> [Problem requirements] Reproduce the listing below in full and without alteration, apart from its pictures.

(Point-based annotation data)

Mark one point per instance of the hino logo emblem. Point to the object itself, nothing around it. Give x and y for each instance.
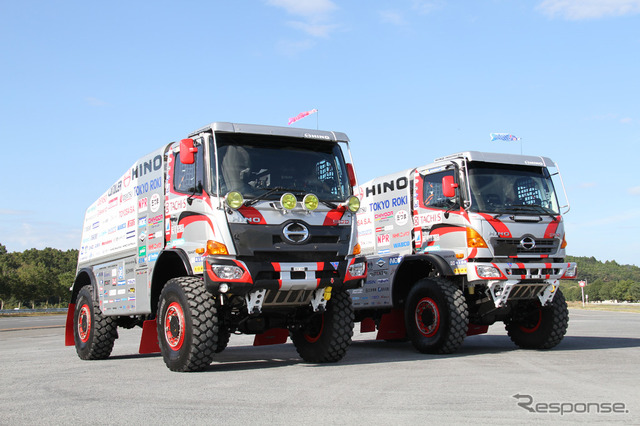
(527, 243)
(295, 232)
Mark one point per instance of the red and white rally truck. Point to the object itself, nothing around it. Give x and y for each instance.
(456, 245)
(236, 229)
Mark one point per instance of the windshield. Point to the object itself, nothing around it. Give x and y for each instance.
(256, 164)
(502, 188)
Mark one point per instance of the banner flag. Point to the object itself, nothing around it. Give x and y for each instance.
(301, 115)
(503, 137)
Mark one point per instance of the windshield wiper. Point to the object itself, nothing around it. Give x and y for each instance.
(535, 207)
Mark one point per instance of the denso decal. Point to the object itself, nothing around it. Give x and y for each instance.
(383, 240)
(383, 216)
(127, 211)
(427, 219)
(175, 205)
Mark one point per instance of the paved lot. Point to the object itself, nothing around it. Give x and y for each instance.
(595, 368)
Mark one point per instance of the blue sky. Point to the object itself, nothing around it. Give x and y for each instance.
(88, 87)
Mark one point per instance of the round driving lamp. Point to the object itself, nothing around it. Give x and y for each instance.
(288, 201)
(234, 200)
(310, 202)
(353, 204)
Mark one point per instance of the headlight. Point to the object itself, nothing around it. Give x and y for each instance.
(228, 272)
(353, 204)
(234, 199)
(486, 271)
(310, 202)
(288, 201)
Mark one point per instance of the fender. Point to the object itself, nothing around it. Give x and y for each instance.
(83, 277)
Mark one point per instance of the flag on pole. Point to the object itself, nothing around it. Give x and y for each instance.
(503, 137)
(301, 115)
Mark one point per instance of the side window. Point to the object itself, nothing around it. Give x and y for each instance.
(432, 190)
(187, 178)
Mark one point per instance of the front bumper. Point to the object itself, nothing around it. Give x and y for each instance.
(284, 276)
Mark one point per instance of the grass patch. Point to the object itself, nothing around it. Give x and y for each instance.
(620, 307)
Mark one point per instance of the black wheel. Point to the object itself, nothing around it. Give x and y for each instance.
(187, 324)
(436, 316)
(327, 335)
(533, 326)
(93, 332)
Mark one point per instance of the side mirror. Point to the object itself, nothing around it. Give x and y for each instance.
(449, 186)
(187, 151)
(352, 174)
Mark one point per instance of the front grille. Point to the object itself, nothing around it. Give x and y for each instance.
(294, 256)
(512, 246)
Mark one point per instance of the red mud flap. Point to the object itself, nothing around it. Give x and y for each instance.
(392, 326)
(273, 336)
(476, 329)
(149, 339)
(68, 329)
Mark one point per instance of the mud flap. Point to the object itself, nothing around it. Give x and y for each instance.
(273, 336)
(149, 339)
(392, 326)
(476, 329)
(68, 329)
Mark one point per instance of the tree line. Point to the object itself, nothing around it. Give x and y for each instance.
(605, 281)
(41, 278)
(36, 278)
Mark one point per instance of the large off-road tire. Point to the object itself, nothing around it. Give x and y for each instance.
(436, 316)
(93, 332)
(533, 326)
(187, 324)
(327, 335)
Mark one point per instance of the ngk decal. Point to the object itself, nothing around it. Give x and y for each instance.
(427, 219)
(175, 205)
(402, 217)
(384, 240)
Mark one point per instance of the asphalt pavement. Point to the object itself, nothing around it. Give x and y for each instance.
(591, 377)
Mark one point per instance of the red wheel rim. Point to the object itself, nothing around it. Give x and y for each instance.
(535, 327)
(84, 323)
(174, 326)
(427, 317)
(314, 338)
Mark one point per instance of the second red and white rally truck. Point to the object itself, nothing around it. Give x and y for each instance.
(459, 244)
(237, 229)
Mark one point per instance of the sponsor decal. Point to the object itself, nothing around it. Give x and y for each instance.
(142, 204)
(383, 240)
(402, 217)
(427, 219)
(155, 202)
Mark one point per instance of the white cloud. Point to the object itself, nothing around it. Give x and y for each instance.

> [Output of the exercise]
Mark one point per instance of the hino logo emblem. Point to the object itself, nothing around it. Give x and y for each instance.
(527, 243)
(295, 232)
Mark one point per instance of the red and white rally truck. Point to the object itself, nothing around it. Give x and y for each instance.
(456, 245)
(236, 229)
Mark one point per instance of the windshield. Point to the object itself, nothing around it. Give x and y for each instance.
(256, 164)
(502, 188)
Mark one point per instance of the banner flag. Point to the object itself, nothing around it. Give x and y for each instance.
(301, 115)
(503, 137)
Mark one point per instance of the windshield wiper. Point to the object itself, nothing around it. Give x and y for each instance.
(535, 207)
Mark one point per instance of the denso decal. Point to the object itself, nothing around it. Give x and y for each instance.
(383, 240)
(383, 216)
(127, 211)
(427, 219)
(175, 205)
Mark one point per instance of the paved lot. Point to the object itself, nothing around it. Give x and y for each instance.
(595, 368)
Mark one point per instance of the blue sky. Point to the object itself, nothing around it. Give x and y for each instance.
(88, 87)
Mark one point per instance of the round driving lamp. Point to the object itself, nothing around it. Give x and y for each instance.
(288, 201)
(234, 200)
(310, 202)
(353, 204)
Mark one point per instance of the headlight. Point to the object itself, nothing around it. Give x and y for each instance.
(228, 272)
(353, 204)
(234, 199)
(486, 271)
(310, 202)
(288, 201)
Mark one point per instance of the fender. Point to the object itself, nothing around it. Give x and y for each instance.
(83, 277)
Mark one point per instance of the flag on pole. Point to the object itself, nothing around it. Give x and y for each instance.
(503, 137)
(301, 115)
Mark one point per instance of the side window. Point to the object itself, nothing around it. Give x and y for each instance.
(432, 190)
(187, 178)
Mark one point per instance of the front bumper. Point to the object itself, nothing around it. Give x and y for each instance.
(284, 276)
Mark one point per instance of the grass patch. Point to the object itself, nothing around it. Give x and y for each instance.
(620, 307)
Mark one point per instance of the black wheel. Point to the object itself, nothing around it. Give x and y for each instance.
(187, 324)
(436, 316)
(327, 335)
(533, 326)
(93, 332)
Mark one point per instance of the side mirror. Point to the object itself, nothing around it. Give x and y for each instance.
(449, 186)
(187, 151)
(352, 174)
Mark one point per instance of the front grille. Point to the object itself, nothing around it. Give x and y for each instance.
(294, 256)
(512, 246)
Mark one point per instance of the red mud flap. Point to the object itself, nothing around it. Give x and y for each instance.
(392, 326)
(273, 336)
(476, 329)
(149, 339)
(68, 329)
Mark one point per instance of the mud flap. Point to the object itself, nothing around it. Give x and y for each instance.
(273, 336)
(149, 339)
(392, 326)
(476, 329)
(68, 329)
Mark one point per instance of the tree line. Point to the object itself, nothing around it. Give x and y for each instance.
(605, 281)
(41, 278)
(36, 278)
Mark one point per instance of the large off-road tire. Point to the object itself, nothing around it. Give x and y for each instance.
(436, 316)
(93, 332)
(533, 326)
(187, 324)
(327, 335)
Mark one point per instance of the ngk decal. Point to the object itself, nothing around it. Give x and y for each instance.
(427, 219)
(175, 205)
(402, 217)
(384, 240)
Mark one point per instance of the asphalt pavement. Point to the object itself, nothing around it. Give x and y for each instance.
(591, 377)
Mark one point per instance of the red wheel rim. Point to the object itself, nothing around it. Give x and y for each instance.
(535, 327)
(84, 323)
(174, 326)
(427, 317)
(314, 338)
Mark one point per instance of the second red and white rally truck. Point to the object itself, nothing around it. Give x and y for each instance.
(459, 244)
(237, 229)
Mark one point per instance of the sponsor decal. Point to the object itself, nothing around it. Give x and y for each instance.
(142, 204)
(383, 240)
(402, 217)
(427, 219)
(155, 202)
Mark one point per instance of the white cloud. Point to the object itself, nothing around it. Give x and y for each instance.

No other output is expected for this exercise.